YOUR TASK: Could you duplicate the records below line for line, leaving the pictures out of your answer?

Pointing dataset excerpts:
▼

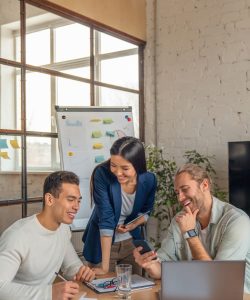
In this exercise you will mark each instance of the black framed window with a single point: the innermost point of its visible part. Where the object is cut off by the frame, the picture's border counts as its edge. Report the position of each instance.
(50, 56)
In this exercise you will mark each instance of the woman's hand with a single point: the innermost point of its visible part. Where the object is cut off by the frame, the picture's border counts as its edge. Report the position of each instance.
(144, 260)
(125, 228)
(84, 274)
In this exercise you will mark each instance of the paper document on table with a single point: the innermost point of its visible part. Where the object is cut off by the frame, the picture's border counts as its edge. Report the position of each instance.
(107, 285)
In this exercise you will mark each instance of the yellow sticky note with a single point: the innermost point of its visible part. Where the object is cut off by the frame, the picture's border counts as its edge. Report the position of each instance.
(96, 134)
(14, 144)
(95, 120)
(97, 146)
(107, 121)
(4, 155)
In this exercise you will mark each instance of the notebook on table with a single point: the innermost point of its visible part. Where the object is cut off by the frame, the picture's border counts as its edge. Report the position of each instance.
(107, 285)
(202, 280)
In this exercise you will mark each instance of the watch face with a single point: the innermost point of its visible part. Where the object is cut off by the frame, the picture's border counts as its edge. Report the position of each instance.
(192, 233)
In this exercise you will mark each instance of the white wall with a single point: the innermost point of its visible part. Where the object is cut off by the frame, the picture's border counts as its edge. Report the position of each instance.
(202, 77)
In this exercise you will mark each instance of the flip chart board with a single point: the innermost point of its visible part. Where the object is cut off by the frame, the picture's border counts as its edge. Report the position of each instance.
(85, 136)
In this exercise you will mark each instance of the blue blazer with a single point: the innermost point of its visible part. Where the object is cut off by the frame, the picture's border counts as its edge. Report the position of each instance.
(107, 210)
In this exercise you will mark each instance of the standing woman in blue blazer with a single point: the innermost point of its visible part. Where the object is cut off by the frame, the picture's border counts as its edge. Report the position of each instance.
(122, 189)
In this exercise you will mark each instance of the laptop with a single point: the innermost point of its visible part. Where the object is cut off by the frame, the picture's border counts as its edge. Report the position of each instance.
(202, 280)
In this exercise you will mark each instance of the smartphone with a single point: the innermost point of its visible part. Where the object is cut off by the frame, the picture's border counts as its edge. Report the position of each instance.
(144, 244)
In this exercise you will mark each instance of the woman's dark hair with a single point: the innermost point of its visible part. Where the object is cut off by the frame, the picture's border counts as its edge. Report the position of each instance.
(131, 149)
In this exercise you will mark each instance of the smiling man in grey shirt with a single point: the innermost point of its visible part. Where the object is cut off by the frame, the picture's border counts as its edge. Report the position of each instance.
(205, 229)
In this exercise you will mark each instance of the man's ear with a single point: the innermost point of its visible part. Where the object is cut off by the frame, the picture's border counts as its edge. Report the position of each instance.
(48, 199)
(205, 185)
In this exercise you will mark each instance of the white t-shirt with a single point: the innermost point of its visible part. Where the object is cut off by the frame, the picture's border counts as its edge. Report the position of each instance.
(30, 255)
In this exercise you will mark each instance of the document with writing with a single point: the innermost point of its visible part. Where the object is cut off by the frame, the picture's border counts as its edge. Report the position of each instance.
(107, 285)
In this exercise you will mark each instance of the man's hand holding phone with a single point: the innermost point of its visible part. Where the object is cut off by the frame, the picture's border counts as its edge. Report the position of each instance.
(144, 254)
(146, 257)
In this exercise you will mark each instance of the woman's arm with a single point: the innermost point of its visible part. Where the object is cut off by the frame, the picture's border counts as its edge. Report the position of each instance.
(106, 242)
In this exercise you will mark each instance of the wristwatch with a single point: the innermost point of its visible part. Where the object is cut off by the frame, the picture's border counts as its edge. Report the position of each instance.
(189, 234)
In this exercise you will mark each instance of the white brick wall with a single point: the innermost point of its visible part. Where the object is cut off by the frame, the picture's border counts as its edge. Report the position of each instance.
(202, 77)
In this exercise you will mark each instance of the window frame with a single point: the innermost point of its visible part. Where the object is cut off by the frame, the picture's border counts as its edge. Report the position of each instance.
(23, 67)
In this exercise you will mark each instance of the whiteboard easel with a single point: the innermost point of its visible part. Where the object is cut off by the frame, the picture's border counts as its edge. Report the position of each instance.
(85, 136)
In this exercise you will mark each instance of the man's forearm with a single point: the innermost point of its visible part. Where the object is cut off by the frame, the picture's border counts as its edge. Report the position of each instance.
(106, 242)
(154, 270)
(197, 249)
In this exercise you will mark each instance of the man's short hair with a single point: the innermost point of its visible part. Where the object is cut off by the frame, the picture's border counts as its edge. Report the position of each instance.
(196, 172)
(53, 182)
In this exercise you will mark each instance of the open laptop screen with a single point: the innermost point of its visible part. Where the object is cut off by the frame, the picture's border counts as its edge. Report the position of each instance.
(202, 280)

▲

FULL OUTPUT:
In this exercise you will mark each instance of the black framed window with a single point: the innermost point of its visible part. Where the object is cut off by the frame, the picture's border counts as its edge. Report the position of each instance.
(50, 56)
In this exercise you will mark each instance of the woman's hand with a single point: the innermost point of its visible part. Where the object is cut off by the frame, the picture's border counts as its edge. Report the position of each instance.
(144, 260)
(125, 228)
(84, 274)
In this exercise you will mark each instance of the paper document on table with a single point: the innermost point of its visible part. Where the object is cut off by the frame, the picture's border counts as its edge. Report the position of each instance.
(107, 285)
In this exercise you will mark each instance of the yellow sticky note with a single point: the innermost point of its visible part. Where the object is cut off by the frame, the picture's border counts as its edge. Report the position of each instance.
(96, 134)
(14, 144)
(95, 120)
(97, 146)
(107, 121)
(4, 155)
In this exercise you will mark each instance of the notebook on table with a single point: the innermost point of its visible part. Where the object is cut off by the frame, the picture's border counts as its edge. Report the position of each instance.
(107, 285)
(202, 280)
In this exercise you will mark each instance of the watch face with a single point: the innermost point of its visible part. Where the object is cut off by the frame, the picture's border counts as its edge. Report the position of each instance.
(192, 233)
In this exercise you will mark each instance of the white wall with a single point: the innermost point of its visible part. Where the object is cut off by the frame, the picture's border counts as its edge. Report the position of each instance.
(202, 77)
In this exercise you will mark each instance of the flip chart board with a single point: the innermost point of its visible part. Where the object is cut off by the frame, the picture's border counts as its edge. Report the position of each instance.
(85, 136)
In this exercise you will mark each instance of the blue blazer with a single point: the innermost point of its visible part. Where the object is cut off by the frame, the picture's border counts as its edge. Report the position of each instance.
(107, 210)
In this exercise you will mark each instance of the standing woman in blue blazer with a single point: the innermost point of its visible part. Where the object is cut off by the frame, the picture's border counts as its edge. Report the position of each instance.
(122, 189)
In this exercise you will mark each instance of the laptop with a single point: the innermost point of its visible part. Where the object is cut off by the frame, the picture's border counts as its edge. Report the position of each instance.
(202, 280)
In this exercise you will mark each instance of the smartphone with a single point: the innermost point of its visible part. Where the object is cut off by the frame, the picture's border counts as its edge. Report the position of each instance.
(144, 244)
In this exercise you will mark each instance of the woman's dark hair with a single point: the innermost point of its visible part. Where the object is cut off by the frame, the picture's border counts as its edge. Report the position of each instance.
(131, 149)
In this exercise you will mark each instance of the smiling man in grey shirt with a single point: the innermost point of its visible part. Where the object is cut off by the frame, the picture's border counts as its edge. Report the position of each instance.
(205, 229)
In this exercise you will mark each instance of the man's ear with a single point: the innermost point of its visible part. Where the object is cut off by the frame, the picture's border counts as its edge. Report the position of each instance.
(48, 199)
(205, 185)
In this exercise you will mark each instance of the white t-shirt with a single point: the innermost point of its visible part. Where the object is cut off by the frame, the picture's border counts as its edge. Report the position of each instance.
(30, 255)
In this exercise you will mark each instance of the document with writing with a single point: the innermost point of its visible part. Where the object is cut off by the frame, the picture's border counts as its edge. Report the position of each instance.
(107, 285)
In this exercise you will mark each instance of the man's hand holding phone with a single point: the innermost point of its visible part. Where the object is cut off by the frame, the picture's border counts as its edge. Report the position of each instance.
(144, 254)
(146, 257)
In this exercise you will mark each instance of the woman's arm with a single point: the innermost point of its visible part. Where the object is cut off by the frame, the picture's border counts as its edge. Report the position of each instance.
(106, 242)
In this exercise you will mark each instance of the wristwatch with a single point: the innermost point of its visible part. Where the object is cut off by the frame, the picture's border counts as its edge. Report the position of each instance.
(189, 234)
In this exercise you will mark each instance of the white brick wall with a single point: the innermost point of its visible part. Where the object is cut off by the frame, the picture's border counts as its edge. Report the position of each instance.
(202, 77)
In this exercise you will mark each instance of the window frame with a single point: the innermost point of its visible part. Where the object is cut off by the frame, the picture's border counts as its edge. Report the position of each instance.
(23, 67)
In this exercise you will mark each instance of the whiteboard easel with a single point: the innermost point of its visible part. Where the object is cut off by the frame, the picture's border counts as its edge. Report the position of each instance.
(85, 136)
In this exercise you will mark each instance of the man's forearm with a single point: the innermost point of its visible part. Where the object is cut off by the frame, the picture's border counts as its edge. Report the position of each instance.
(106, 242)
(154, 270)
(197, 249)
In this exercise you will mark each instance of the man's short hair with a single point: the innermost point of its visible part. Where the object is cut off by the frame, the picture's border counts as its edge. Report the position of each instance.
(196, 172)
(53, 182)
In this exercise you will mark each instance of the open laptop screen with a single point: the innermost point of its visible part. Where the object is cut off by the frame, the picture's border counts as its edge. Report the position of each instance.
(202, 280)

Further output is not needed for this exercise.